» Data provided:
• • •

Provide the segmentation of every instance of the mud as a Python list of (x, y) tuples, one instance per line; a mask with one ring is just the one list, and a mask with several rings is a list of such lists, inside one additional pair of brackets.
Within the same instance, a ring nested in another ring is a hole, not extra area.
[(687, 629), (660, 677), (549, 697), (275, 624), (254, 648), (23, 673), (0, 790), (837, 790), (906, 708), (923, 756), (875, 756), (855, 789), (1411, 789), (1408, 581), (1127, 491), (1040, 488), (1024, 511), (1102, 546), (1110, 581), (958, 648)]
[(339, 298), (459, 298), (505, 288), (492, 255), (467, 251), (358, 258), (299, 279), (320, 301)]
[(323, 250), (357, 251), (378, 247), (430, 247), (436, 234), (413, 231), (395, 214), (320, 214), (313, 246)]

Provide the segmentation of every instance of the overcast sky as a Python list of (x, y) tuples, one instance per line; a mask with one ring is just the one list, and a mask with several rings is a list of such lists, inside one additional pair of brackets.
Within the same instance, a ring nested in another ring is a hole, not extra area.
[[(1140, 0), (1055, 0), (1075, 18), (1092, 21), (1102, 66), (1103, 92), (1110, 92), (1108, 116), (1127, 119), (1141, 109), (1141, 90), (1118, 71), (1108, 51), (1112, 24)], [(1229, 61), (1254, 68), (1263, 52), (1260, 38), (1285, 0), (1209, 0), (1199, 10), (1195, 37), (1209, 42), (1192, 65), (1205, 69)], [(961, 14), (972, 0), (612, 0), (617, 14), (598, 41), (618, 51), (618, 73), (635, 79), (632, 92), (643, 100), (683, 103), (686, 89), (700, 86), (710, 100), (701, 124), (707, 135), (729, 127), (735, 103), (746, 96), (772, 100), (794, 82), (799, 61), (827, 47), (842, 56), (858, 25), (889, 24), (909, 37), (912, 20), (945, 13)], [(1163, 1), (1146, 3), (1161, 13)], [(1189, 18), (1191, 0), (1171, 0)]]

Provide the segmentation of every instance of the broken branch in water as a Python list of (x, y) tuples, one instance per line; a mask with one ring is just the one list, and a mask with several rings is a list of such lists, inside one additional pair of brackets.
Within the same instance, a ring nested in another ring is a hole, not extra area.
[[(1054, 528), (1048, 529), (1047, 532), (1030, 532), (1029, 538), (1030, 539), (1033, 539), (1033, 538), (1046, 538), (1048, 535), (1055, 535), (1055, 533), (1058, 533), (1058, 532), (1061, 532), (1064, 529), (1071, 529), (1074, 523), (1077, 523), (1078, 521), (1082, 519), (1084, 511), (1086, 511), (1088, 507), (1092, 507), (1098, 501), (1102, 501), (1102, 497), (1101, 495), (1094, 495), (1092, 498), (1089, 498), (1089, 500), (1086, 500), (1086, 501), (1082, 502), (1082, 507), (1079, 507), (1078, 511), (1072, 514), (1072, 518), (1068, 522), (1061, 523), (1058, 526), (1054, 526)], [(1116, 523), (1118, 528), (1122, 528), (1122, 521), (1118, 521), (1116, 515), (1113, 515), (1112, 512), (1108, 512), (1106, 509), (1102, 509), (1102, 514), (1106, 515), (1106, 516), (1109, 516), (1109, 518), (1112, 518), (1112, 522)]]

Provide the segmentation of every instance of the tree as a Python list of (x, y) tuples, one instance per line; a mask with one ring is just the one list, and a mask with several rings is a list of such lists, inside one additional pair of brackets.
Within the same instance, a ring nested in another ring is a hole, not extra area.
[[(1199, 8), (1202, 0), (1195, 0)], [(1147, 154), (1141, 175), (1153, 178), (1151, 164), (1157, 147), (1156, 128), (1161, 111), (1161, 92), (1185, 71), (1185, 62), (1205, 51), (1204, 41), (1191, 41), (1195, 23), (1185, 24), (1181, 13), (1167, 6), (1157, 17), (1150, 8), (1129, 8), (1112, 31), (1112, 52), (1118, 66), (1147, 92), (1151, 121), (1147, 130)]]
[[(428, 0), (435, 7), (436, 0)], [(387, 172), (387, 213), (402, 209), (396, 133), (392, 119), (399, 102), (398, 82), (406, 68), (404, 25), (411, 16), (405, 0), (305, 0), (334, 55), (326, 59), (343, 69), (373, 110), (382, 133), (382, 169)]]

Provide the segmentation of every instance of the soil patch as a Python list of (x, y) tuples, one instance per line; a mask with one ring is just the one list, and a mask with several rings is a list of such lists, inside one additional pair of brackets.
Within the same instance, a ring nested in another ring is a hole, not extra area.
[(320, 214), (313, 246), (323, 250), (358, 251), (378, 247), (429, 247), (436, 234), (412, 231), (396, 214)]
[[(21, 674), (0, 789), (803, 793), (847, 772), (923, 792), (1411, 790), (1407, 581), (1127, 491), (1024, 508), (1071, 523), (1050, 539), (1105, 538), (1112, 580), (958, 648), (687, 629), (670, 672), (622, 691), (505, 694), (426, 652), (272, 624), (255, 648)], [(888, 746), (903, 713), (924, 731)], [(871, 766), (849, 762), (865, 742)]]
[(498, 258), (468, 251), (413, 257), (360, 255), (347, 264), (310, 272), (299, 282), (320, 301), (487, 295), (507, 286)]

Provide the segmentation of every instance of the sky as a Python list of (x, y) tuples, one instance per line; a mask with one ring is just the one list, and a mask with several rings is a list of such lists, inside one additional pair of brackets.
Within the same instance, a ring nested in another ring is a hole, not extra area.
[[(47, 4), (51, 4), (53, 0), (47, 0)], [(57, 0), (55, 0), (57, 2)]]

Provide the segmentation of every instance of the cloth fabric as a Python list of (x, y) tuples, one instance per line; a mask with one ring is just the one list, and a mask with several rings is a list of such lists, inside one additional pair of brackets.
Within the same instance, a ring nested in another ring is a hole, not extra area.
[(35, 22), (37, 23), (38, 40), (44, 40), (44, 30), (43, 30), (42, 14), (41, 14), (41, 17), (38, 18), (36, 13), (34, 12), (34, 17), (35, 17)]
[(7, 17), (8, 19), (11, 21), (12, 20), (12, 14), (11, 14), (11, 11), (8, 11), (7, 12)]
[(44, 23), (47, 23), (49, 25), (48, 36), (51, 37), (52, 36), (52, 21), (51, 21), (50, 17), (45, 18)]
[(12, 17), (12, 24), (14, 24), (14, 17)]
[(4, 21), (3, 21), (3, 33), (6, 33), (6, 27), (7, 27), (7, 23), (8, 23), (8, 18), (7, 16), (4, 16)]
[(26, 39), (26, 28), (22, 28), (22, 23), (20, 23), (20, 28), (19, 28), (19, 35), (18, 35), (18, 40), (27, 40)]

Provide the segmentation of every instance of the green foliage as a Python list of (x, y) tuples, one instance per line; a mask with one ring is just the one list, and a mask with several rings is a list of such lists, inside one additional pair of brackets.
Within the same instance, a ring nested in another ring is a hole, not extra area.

• • •

Write out all of the material above again, word for word and with nothing left out.

» Task solution:
Provide the segmentation of every instance of the mud as a Python list of (x, y) tuples, one instance per line; a mask with one ring is just the one list, and a mask with several rings is a list of such lists, inside one additional pair of brackets.
Within the same instance, a ring nested in another ring is a hole, not extra area.
[(687, 629), (660, 677), (549, 697), (275, 624), (254, 648), (23, 673), (0, 790), (837, 790), (906, 708), (923, 756), (875, 756), (855, 789), (1411, 789), (1408, 581), (1127, 491), (1040, 488), (1024, 511), (1102, 546), (1110, 581), (958, 648)]
[(339, 298), (459, 298), (505, 288), (492, 255), (467, 251), (358, 258), (299, 279), (320, 301)]
[(323, 250), (357, 251), (378, 247), (430, 247), (436, 234), (413, 231), (395, 214), (320, 214), (313, 246)]

Provide the segmentation of every instance of the overcast sky as a Python list of (x, y) tuples, one instance per line; a mask with one ring is just the one list, and a mask with several rings is a list of such lists, inside one additional pair of brackets.
Within the same instance, a ring nested in another ring is a hole, not extra area.
[[(1140, 0), (1055, 0), (1075, 18), (1092, 21), (1102, 66), (1103, 92), (1110, 92), (1108, 116), (1127, 119), (1141, 109), (1141, 90), (1118, 71), (1108, 51), (1112, 24)], [(1229, 61), (1254, 68), (1263, 52), (1260, 38), (1285, 0), (1209, 0), (1199, 10), (1195, 37), (1209, 42), (1192, 65), (1205, 69)], [(961, 14), (972, 0), (612, 0), (617, 14), (598, 41), (618, 51), (618, 73), (635, 79), (632, 92), (643, 100), (683, 103), (686, 89), (700, 86), (710, 100), (701, 124), (707, 135), (729, 127), (735, 103), (746, 96), (772, 100), (794, 82), (799, 61), (827, 47), (842, 56), (858, 25), (889, 24), (909, 37), (912, 20), (945, 13)], [(1163, 1), (1146, 3), (1161, 13)], [(1189, 18), (1191, 0), (1171, 0)]]

Provide the segmentation of every instance of the broken branch in water as a Python list of (x, y) tuples, one instance per line; a mask with one ring is just the one list, and a mask with several rings is a list of such lists, inside one additional pair of brackets.
Within the same instance, a ring nested in another ring is a hole, not extra area.
[[(1054, 528), (1048, 529), (1047, 532), (1030, 532), (1029, 538), (1030, 539), (1033, 539), (1033, 538), (1046, 538), (1048, 535), (1055, 535), (1055, 533), (1058, 533), (1058, 532), (1061, 532), (1064, 529), (1071, 529), (1074, 523), (1077, 523), (1078, 521), (1082, 519), (1084, 511), (1086, 511), (1088, 507), (1092, 507), (1098, 501), (1102, 501), (1102, 497), (1101, 495), (1094, 495), (1092, 498), (1089, 498), (1089, 500), (1086, 500), (1086, 501), (1082, 502), (1082, 507), (1079, 507), (1078, 511), (1072, 514), (1072, 518), (1068, 522), (1061, 523), (1058, 526), (1054, 526)], [(1116, 523), (1118, 528), (1122, 528), (1122, 521), (1118, 521), (1116, 515), (1113, 515), (1112, 512), (1108, 512), (1106, 509), (1102, 509), (1102, 514), (1106, 515), (1106, 516), (1109, 516), (1109, 518), (1112, 518), (1112, 522)]]

Provide the segmentation of every instance of the tree as a Python list of (x, y) tuples, one instance per line; a mask with one ring is just the one list, and a mask with several rings is a list of such lists, inside one additional pair of brackets.
Within the same instance, a ring nested in another ring is a hole, not extra area.
[[(1199, 8), (1202, 0), (1195, 0)], [(1147, 154), (1141, 175), (1153, 178), (1151, 164), (1157, 147), (1156, 128), (1161, 111), (1161, 92), (1185, 71), (1185, 62), (1205, 51), (1204, 41), (1191, 41), (1195, 23), (1185, 24), (1181, 13), (1167, 6), (1157, 17), (1150, 8), (1129, 8), (1112, 31), (1112, 52), (1118, 66), (1147, 92), (1151, 121), (1147, 130)]]
[[(428, 0), (435, 7), (436, 0)], [(387, 172), (387, 213), (402, 209), (396, 133), (392, 119), (399, 102), (398, 82), (406, 68), (404, 25), (411, 16), (405, 0), (305, 0), (334, 55), (326, 59), (343, 69), (373, 110), (382, 133), (382, 169)]]

Provide the segmentation of every instance of the soil patch as a Python list of (x, y) tuples, one instance per line; a mask with one ring is just the one list, and a mask with several rings is a list of such lists, inside one additional pair of brackets.
Within the same instance, a ring nested in another ring is a hole, not extra area.
[(320, 214), (313, 246), (323, 250), (358, 251), (378, 247), (429, 247), (436, 234), (412, 231), (396, 214)]
[[(21, 674), (0, 789), (803, 793), (847, 772), (923, 792), (1411, 790), (1407, 581), (1127, 491), (1024, 508), (1071, 523), (1050, 539), (1105, 538), (1112, 580), (958, 648), (687, 629), (670, 672), (622, 691), (505, 694), (426, 652), (272, 624), (255, 648)], [(888, 746), (903, 713), (924, 731)], [(871, 766), (849, 762), (865, 742)]]
[(498, 258), (468, 251), (413, 257), (360, 255), (347, 264), (310, 272), (299, 282), (320, 301), (487, 295), (507, 286)]

Provide the segmentation of every instance of the sky as a Python list of (x, y) tuples, one instance per line; a mask with one ring is just the one list, and a mask with several rings is a list of such lists, inside one additional pair of brackets.
Within the same instance, a ring nested in another ring is a hole, not extra area.
[[(47, 4), (51, 4), (53, 0), (47, 0)], [(57, 0), (55, 0), (57, 2)]]

Provide the segmentation of every instance of the cloth fabric as a Python list of (x, y) tuples, one instance per line; a mask with one ring is just the one list, and a mask with several rings is a list of such lists, inside one additional pair of brackets.
Within the same instance, a ring nested in another ring is a hole, not extra area.
[(35, 22), (37, 23), (38, 40), (44, 40), (44, 30), (43, 30), (42, 14), (41, 14), (41, 17), (38, 18), (36, 13), (34, 12), (34, 17), (35, 17)]
[(7, 17), (8, 19), (11, 21), (12, 20), (12, 14), (11, 14), (11, 11), (8, 11), (7, 12)]
[(44, 23), (47, 23), (49, 25), (48, 36), (51, 37), (52, 36), (52, 21), (51, 21), (50, 17), (45, 18)]
[(12, 17), (12, 24), (14, 24), (14, 17)]
[(4, 21), (3, 21), (3, 33), (6, 33), (6, 27), (7, 27), (7, 23), (8, 23), (8, 18), (7, 16), (4, 16)]
[(26, 39), (26, 28), (22, 28), (22, 23), (20, 23), (20, 28), (19, 28), (19, 35), (18, 35), (18, 40), (27, 40)]

Provide the segmentation of every instance of the green foliage as a Python list of (x, y) tuples, one instance per line; a mask with one ring is just the one list, and a mask with several rings is a list of such lists, inside one additional pair of brackets.
Within the same instance, a ring nested in another ring is a hole, not extra area.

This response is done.